- [YOUR GOAL]:
Repeat nothing but the lines below running from the one containing "Place a marker on every instance of the telegraph" to the one containing "Place a marker on every instance of the railway". Keep both end lines.
RECORD EXCERPTS START
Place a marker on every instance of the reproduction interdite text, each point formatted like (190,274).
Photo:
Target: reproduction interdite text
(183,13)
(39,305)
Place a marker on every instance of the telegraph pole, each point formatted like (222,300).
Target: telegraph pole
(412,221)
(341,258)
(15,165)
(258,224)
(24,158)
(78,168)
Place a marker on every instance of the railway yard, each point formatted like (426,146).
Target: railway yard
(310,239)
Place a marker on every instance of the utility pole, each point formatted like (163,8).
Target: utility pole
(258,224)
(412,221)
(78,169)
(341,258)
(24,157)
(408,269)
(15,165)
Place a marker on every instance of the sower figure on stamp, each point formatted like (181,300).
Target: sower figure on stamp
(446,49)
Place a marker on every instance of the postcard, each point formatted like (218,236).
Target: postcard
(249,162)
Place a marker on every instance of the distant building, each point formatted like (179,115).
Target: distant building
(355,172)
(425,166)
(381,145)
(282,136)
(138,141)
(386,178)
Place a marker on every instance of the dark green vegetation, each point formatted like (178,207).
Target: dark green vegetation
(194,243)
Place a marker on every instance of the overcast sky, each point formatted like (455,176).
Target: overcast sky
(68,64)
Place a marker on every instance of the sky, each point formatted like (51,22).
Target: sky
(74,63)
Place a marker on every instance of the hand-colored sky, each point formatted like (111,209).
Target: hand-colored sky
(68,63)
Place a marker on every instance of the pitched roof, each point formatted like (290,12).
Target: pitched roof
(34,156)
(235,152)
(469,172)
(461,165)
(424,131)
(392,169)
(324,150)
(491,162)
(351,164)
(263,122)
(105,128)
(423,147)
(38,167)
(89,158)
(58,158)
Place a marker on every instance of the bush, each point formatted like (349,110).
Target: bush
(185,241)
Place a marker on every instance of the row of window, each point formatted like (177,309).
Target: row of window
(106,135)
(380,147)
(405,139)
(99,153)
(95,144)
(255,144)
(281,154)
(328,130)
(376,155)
RECORD EXCERPTS END
- [FINISHED TASK]:
Place a marker on every instance of the telegraph pole, each point formatted like (222,300).
Target: telegraph pole
(412,221)
(341,258)
(15,165)
(258,224)
(24,158)
(78,168)
Place a marker on every instance of the railway yard, each point formatted like (426,146).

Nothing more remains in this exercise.